_Stated exercise 1_.
In the records below, find every line that contains the string "wall" and copy each of those lines. Matching is case-sensitive.
* BEGIN Passage shown *
And kind of as a science experiment, I will read some of the lyrics to you.
And I want you to be, now, pay attention as I read this,
because you're going to feel your own IQ plummeting to the earth.
Your IQ will lower by 13 to 15 points just when I read a couple of lyrics from this song.
You're going to feel it.
You're going to feel yourself, you're going to say to yourself, wow, I'm getting dumber right now.
And by the end of it, you will be dumber than you were heading into it.
And this is just, as I said, just a science experiment.
So the lyrics of the song, and maybe you can, maybe I'm wrong.
Maybe there is some deep theological significance here.
Maybe she's making some argument for the womanhood of God that I just am too stupid myself to pick up on.
But here's what the lyrics say, you love it how I'm moving.
you. You love it how I touch you. My one, when all is said and done, you'll believe God is a woman.
And I feel it after midnight, a feeling that you can't fight. My one, it lingers when we're done.
You'll believe God is a woman. I don't want to waste no time, yeah. You ain't got a one-track mind,
yeah. Have it any way you like, yeah. And I can tell that you know, I know how I want it.
Ain't nobody else can relate. Boy, I like that you ain't afraid.
* END Passage shown *
_Stated exercise 2_.
Transcribe the full passage on the song lyrics above, word for word.
* BEGIN Available data *
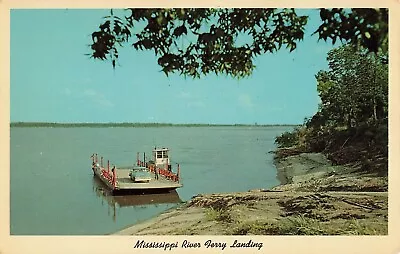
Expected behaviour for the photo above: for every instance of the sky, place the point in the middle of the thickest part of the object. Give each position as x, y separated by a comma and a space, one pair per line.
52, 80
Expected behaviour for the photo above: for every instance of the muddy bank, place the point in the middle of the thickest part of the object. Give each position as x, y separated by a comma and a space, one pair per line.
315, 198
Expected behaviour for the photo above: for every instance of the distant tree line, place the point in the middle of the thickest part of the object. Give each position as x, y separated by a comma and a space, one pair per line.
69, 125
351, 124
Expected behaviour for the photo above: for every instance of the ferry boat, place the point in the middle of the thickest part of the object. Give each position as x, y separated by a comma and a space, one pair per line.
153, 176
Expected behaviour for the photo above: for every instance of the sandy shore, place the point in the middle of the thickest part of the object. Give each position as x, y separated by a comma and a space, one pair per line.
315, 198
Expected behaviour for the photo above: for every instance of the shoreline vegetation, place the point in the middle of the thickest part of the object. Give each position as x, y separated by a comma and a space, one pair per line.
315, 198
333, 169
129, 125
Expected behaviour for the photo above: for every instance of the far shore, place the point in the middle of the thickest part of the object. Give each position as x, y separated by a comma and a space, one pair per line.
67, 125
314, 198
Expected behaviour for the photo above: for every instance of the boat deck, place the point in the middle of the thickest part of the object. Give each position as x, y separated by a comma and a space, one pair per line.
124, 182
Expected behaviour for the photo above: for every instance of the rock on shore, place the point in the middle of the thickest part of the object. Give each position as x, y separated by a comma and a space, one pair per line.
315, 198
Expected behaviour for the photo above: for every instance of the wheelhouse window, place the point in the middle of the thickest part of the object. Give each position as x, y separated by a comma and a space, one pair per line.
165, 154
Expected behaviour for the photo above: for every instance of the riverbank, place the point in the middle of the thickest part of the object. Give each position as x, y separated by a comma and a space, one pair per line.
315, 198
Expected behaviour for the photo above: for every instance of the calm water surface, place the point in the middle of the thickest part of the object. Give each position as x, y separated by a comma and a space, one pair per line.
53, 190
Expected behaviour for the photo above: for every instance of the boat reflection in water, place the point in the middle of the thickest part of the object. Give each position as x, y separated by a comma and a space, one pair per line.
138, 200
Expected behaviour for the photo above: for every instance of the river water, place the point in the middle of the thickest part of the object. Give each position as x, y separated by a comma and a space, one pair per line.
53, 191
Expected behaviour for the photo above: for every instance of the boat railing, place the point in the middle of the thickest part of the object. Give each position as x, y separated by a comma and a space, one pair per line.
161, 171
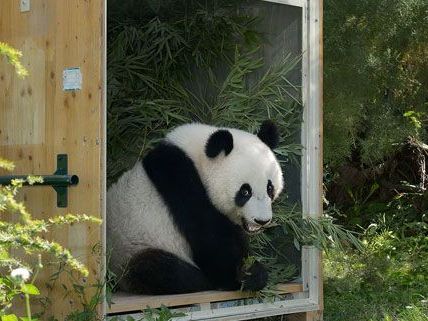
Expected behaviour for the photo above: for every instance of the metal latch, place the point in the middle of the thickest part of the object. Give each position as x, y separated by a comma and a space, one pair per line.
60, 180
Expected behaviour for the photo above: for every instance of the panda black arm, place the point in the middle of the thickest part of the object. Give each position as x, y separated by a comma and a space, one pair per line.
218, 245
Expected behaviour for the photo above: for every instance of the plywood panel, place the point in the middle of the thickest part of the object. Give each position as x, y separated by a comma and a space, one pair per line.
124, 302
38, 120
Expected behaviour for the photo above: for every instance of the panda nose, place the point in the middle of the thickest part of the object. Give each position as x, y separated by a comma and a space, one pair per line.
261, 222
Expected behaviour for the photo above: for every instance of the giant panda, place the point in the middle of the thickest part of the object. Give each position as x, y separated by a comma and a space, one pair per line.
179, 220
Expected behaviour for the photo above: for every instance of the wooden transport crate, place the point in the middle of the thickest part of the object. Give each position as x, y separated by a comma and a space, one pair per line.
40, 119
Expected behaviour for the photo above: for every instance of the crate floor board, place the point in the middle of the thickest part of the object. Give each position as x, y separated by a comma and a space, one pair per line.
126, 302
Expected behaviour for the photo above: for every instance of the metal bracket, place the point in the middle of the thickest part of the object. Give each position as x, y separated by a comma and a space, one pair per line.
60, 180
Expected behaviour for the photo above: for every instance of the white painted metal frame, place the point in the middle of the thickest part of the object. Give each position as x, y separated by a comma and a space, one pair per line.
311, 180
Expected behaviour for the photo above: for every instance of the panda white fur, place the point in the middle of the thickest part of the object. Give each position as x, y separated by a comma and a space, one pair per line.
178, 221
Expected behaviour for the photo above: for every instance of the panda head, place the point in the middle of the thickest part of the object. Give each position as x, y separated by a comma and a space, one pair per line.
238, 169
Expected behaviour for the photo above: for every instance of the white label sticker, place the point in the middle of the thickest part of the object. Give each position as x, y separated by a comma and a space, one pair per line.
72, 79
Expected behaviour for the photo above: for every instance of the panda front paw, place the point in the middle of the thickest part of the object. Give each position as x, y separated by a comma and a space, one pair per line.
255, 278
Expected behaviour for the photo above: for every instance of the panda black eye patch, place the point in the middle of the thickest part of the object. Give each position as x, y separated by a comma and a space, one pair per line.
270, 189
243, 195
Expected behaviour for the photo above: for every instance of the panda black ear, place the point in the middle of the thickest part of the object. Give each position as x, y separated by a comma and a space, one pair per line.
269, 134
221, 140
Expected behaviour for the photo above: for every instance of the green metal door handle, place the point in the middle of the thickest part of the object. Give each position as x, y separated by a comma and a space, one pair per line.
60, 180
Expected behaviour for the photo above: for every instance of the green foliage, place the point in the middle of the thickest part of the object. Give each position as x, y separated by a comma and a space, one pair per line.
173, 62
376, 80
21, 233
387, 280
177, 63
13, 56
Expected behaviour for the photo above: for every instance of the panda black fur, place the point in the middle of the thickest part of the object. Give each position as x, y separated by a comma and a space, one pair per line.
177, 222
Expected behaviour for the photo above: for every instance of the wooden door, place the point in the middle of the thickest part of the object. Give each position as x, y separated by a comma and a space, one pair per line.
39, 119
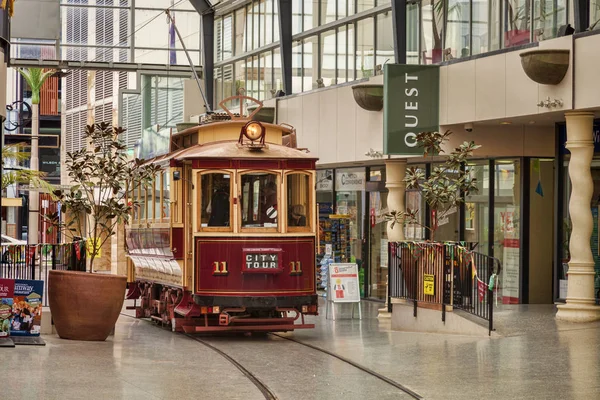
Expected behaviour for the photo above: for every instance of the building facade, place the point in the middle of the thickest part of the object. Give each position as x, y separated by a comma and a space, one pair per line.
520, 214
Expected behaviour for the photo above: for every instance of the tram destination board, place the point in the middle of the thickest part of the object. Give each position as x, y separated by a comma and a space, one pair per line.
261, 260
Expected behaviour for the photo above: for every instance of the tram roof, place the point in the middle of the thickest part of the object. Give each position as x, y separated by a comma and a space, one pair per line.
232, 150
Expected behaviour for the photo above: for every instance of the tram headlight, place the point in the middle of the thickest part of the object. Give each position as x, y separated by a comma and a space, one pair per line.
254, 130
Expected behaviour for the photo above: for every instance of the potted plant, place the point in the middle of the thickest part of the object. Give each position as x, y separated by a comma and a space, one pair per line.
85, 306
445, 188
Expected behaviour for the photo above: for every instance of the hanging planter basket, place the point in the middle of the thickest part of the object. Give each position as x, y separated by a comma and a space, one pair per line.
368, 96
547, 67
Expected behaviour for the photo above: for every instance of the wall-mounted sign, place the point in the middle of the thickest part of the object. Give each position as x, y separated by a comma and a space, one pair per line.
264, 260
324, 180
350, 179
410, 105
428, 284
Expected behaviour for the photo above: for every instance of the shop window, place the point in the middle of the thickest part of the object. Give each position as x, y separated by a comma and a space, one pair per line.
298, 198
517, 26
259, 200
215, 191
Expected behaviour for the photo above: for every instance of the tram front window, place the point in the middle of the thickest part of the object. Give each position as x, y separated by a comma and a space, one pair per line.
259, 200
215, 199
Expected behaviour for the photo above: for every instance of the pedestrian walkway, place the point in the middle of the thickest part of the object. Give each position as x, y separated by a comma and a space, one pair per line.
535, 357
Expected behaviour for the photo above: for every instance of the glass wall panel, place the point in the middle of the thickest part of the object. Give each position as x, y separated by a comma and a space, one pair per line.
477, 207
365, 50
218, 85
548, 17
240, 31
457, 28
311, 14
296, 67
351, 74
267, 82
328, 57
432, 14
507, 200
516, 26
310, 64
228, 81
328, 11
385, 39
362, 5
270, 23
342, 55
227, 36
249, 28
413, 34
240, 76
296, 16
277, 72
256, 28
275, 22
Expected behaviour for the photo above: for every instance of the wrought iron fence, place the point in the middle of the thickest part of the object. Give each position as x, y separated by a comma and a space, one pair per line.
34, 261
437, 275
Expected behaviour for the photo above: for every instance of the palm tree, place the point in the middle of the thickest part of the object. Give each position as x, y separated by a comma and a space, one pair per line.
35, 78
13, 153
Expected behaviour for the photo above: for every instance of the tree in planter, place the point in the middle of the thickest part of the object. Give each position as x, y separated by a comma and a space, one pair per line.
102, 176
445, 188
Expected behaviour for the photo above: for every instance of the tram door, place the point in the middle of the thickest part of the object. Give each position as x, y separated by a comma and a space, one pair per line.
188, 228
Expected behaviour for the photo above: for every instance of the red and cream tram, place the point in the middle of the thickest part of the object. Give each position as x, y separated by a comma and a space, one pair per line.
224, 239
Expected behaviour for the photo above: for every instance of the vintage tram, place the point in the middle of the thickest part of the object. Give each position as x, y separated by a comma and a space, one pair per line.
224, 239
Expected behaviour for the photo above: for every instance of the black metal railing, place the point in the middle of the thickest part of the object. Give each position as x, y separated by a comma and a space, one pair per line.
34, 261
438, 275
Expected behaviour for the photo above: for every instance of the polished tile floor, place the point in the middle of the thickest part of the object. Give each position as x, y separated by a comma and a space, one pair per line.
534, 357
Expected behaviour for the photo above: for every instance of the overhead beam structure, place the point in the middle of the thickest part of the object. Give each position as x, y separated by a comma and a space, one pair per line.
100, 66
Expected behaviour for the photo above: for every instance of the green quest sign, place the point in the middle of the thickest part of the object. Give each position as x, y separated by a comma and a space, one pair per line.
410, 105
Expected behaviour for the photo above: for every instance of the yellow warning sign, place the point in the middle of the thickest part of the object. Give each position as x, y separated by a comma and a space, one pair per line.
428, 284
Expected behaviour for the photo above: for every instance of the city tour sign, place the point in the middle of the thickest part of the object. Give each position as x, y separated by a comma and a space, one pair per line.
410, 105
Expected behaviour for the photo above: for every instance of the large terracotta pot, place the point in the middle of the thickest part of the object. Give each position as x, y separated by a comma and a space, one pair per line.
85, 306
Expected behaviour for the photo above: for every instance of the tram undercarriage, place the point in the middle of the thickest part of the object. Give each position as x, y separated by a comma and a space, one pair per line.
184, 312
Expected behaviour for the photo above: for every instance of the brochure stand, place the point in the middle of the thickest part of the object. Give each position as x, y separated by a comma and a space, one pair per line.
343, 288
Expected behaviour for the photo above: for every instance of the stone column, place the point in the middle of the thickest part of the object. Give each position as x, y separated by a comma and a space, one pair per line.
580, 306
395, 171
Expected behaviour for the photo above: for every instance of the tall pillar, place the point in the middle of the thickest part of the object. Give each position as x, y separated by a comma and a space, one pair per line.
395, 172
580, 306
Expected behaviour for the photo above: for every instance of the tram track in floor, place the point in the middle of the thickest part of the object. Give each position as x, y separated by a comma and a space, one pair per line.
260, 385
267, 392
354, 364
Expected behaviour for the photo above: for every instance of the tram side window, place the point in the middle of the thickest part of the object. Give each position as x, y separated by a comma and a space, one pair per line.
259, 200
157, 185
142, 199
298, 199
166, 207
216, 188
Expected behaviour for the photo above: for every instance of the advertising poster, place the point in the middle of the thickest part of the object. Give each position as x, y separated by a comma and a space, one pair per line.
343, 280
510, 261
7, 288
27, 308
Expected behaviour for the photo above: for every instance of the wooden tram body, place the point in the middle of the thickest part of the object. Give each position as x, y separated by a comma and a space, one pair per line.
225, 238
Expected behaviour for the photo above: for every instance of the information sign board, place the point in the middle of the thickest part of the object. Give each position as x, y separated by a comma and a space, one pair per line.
* END Available data *
_Task output 1_.
Expected behaviour for the photo above: for every instance of the wall-mounted sign, place the point in the middle of the thickest part of the object. Give each position as x, y separated by a comma and a space, one pair per line.
Expected behaviour for the photo above: for every instance of the glass wall panel, place the point in the middle of the thickest part of the object. Give each position as x, y separated by a comma and a space, one pair per line.

_Task output 2_.
And kind of as a science experiment, I will read some of the lyrics to you.
And I want you to be, now, pay attention as I read this,
because you're going to feel your own IQ plummeting to the earth.
Your IQ will lower by 13 to 15 points just when I read a couple of lyrics from this song.
You're going to feel it.
You're going to feel yourself, you're going to say to yourself, wow, I'm getting dumber right now.
And by the end of it, you will be dumber than you were heading into it.
And this is just, as I said, just a science experiment.
So the lyrics of the song, and maybe you can, maybe I'm wrong.
Maybe there is some deep theological significance here.
Maybe she's making some argument for the womanhood of God that I just am too stupid myself to pick up on.
But here's what the lyrics say, you love it how I'm moving.
you. You love it how I touch you. My one, when all is said and done, you'll believe God is a woman.
And I feel it after midnight, a feeling that you can't fight. My one, it lingers when we're done.
You'll believe God is a woman. I don't want to waste no time, yeah. You ain't got a one-track mind,
yeah. Have it any way you like, yeah. And I can tell that you know, I know how I want it.
Ain't nobody else can relate. Boy, I like that you ain't afraid.